(Saved data entries)

========

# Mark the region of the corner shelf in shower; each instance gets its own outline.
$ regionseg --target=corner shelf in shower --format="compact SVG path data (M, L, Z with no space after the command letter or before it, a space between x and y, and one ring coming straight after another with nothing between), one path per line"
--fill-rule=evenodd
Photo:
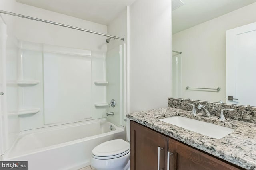
M8 113L8 115L26 115L37 113L40 111L40 109L28 109L26 110L20 110L16 113Z
M94 104L95 107L105 107L108 106L108 104L107 103L96 103Z
M94 82L94 84L96 85L106 85L108 84L108 82L106 81L96 81Z
M38 84L40 82L38 80L18 80L18 81L8 81L7 82L8 84L16 84L18 85L34 85Z

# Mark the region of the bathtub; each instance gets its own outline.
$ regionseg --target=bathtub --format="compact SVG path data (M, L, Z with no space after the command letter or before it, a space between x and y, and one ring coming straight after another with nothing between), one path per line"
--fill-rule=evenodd
M26 131L2 158L28 161L30 170L78 170L90 164L95 147L119 139L124 129L105 118Z

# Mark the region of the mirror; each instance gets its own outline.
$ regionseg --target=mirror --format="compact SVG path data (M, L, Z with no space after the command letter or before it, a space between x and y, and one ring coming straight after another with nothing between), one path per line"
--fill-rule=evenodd
M172 97L256 106L256 0L172 4Z

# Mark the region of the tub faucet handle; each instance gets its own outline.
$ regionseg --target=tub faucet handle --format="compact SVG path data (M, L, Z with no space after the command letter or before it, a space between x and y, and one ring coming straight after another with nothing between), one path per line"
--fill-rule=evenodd
M112 112L107 113L106 114L106 116L114 116L114 112Z
M191 113L193 115L196 115L196 105L194 105L191 103L188 103L187 104L188 105L191 105L193 106L193 109L192 109L192 111L191 111Z
M110 101L109 104L108 105L108 107L110 107L110 106L113 108L116 107L116 101L114 99L112 99Z

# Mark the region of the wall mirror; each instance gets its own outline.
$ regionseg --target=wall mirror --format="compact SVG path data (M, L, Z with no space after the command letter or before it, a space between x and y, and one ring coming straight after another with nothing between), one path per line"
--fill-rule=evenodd
M172 4L172 97L256 106L256 0Z

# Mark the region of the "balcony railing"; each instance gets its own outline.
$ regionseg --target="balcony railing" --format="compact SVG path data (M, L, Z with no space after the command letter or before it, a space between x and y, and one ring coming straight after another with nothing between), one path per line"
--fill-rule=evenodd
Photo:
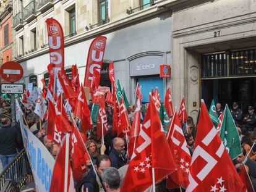
M23 13L22 12L18 12L13 19L13 28L16 30L19 27L22 26L23 23Z
M32 1L27 6L24 7L24 20L34 16L35 17L35 13L36 12L36 2Z
M40 11L46 10L47 8L53 6L53 0L38 0L37 9Z
M9 165L4 167L0 174L0 190L2 191L4 188L4 191L11 191L9 190L14 188L13 184L15 185L15 188L20 190L27 183L33 182L33 179L30 177L30 166L26 151L23 149ZM12 182L12 185L6 185L6 182L9 183L10 181ZM6 186L9 186L9 189L6 189Z
M136 12L140 11L141 10L148 8L151 6L155 6L155 0L151 0L150 2L145 4L140 7L136 7L136 8L134 8L132 9L131 7L129 7L129 9L126 9L126 13L128 15L130 15L133 13L135 13Z
M101 20L100 22L94 24L94 25L91 25L91 23L89 24L89 28L88 28L88 27L87 26L85 27L86 30L88 31L89 30L92 30L93 28L96 28L98 27L101 26L104 24L108 23L109 23L110 21L109 18L107 18L105 20Z

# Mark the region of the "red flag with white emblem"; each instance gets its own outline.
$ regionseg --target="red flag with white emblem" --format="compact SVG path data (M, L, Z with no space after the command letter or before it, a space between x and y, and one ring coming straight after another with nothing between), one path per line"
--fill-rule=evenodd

========

PROBLEM: Reproduce the listing above as a numbered list, one line per item, omitting blank lines and leaving out the pictures.

RESULT OF THIS TASK:
1. # Mark the region of the corner shelf in shower; each instance gets its own outline.
2. $ regionseg --target=corner shelf in shower --format="compact SVG path data (M, L, Z with no space after the command letter or before it, a space between x and y, and one ring coming straight after another with nothing between), one path per line"
3. --fill-rule=evenodd
4. Photo:
5. M8 113L8 115L26 115L37 113L40 111L40 109L28 109L26 110L20 110L16 113Z
6. M94 104L95 107L105 107L108 106L108 104L107 103L96 103Z
7. M94 82L94 84L96 85L106 85L108 84L108 82L106 81L96 81Z
8. M38 84L40 82L38 80L18 80L18 81L8 81L7 82L8 84L16 84L18 85L34 85Z
9. # Mark the region of the bathtub; each instance gets its own outline.
10. $ regionseg --target=bathtub --format="compact SVG path data (M, L, Z with no space after the command letter or before it, a space between x and y, and one ring coming straight after another with nothing between), one path per line"
11. --fill-rule=evenodd
12. M26 131L2 158L28 161L30 170L78 170L90 164L95 147L119 139L124 129L105 118Z
13. # Mark the region of the mirror; each instance gets its own outline.
14. $ regionseg --target=mirror --format="compact SVG path data (M, L, Z with no space after the command letter or before it, a space between x and y, and one ring coming straight after another with nothing between), one path per line"
15. --fill-rule=evenodd
16. M172 97L256 106L256 0L172 4Z
17. # Mark the region of the tub faucet handle; each instance gets its own outline.
18. $ regionseg --target=tub faucet handle --format="compact SVG path data (M, L, Z with no space after the command letter or before it, a space between x and y, and one ring coming straight after another with nothing between), one path per line"
19. --fill-rule=evenodd
20. M112 112L107 113L106 114L106 116L114 116L114 112Z
21. M191 113L193 115L196 115L196 105L194 105L191 103L188 103L187 104L188 105L191 105L193 106L193 109L192 109L192 111L191 111Z
22. M110 101L109 104L108 105L108 107L110 107L110 106L113 108L116 107L116 101L114 99L112 99Z
23. # Mark the region of the wall mirror; each instance gets its own outline.
24. $ regionseg --target=wall mirror --format="compact SVG path data (M, L, Z with no space after the command letter or before it, a space between x and y, and one ring coming straight after another with nothing between), one path per line"
25. --fill-rule=evenodd
26. M172 4L172 97L256 106L256 0Z
27. # Mark the region of the "balcony railing"; each instance gets its own outline.
28. $ regionseg --target="balcony railing" --format="compact SVG path data (M, L, Z with no space after the command letter or before it, a space between x and y, and one ring coming straight after another with nothing between), one path per line"
29. --fill-rule=evenodd
30. Photo:
31. M23 13L22 12L18 12L13 19L13 28L16 30L19 27L22 26L23 23Z
32. M32 1L27 6L24 7L24 20L34 16L35 17L35 13L36 12L36 2Z
33. M40 11L46 10L47 8L53 6L53 0L38 0L37 9Z
34. M9 165L4 167L0 174L0 190L2 191L4 188L4 191L11 191L9 190L14 188L13 184L15 185L15 188L20 190L27 183L33 182L33 179L30 177L30 166L26 151L23 149ZM12 182L12 185L6 185L6 182L9 183L10 181ZM6 186L9 186L9 189L6 189Z
35. M136 12L140 11L141 10L148 8L151 6L155 6L155 0L151 0L150 2L145 4L140 7L136 7L136 8L134 8L132 9L131 7L129 7L129 9L126 9L126 13L128 15L130 15L133 13L135 13Z
36. M101 20L100 22L94 24L94 25L91 25L91 23L89 24L89 28L88 28L88 27L87 26L85 27L86 30L88 31L89 30L92 30L93 28L96 28L98 27L101 26L104 24L108 23L109 23L110 21L109 18L107 18L105 20Z
37. # Mark the region of the "red flag with white emblem"; each instance gets its own outline.
38. $ regionseg --target="red flag with white emblem" --format="compact SVG path data (M, L, Z with no space after the command letter or before it, a space between x and y, and one ring coming straight after another with nothing between), one path per line"
39. --fill-rule=evenodd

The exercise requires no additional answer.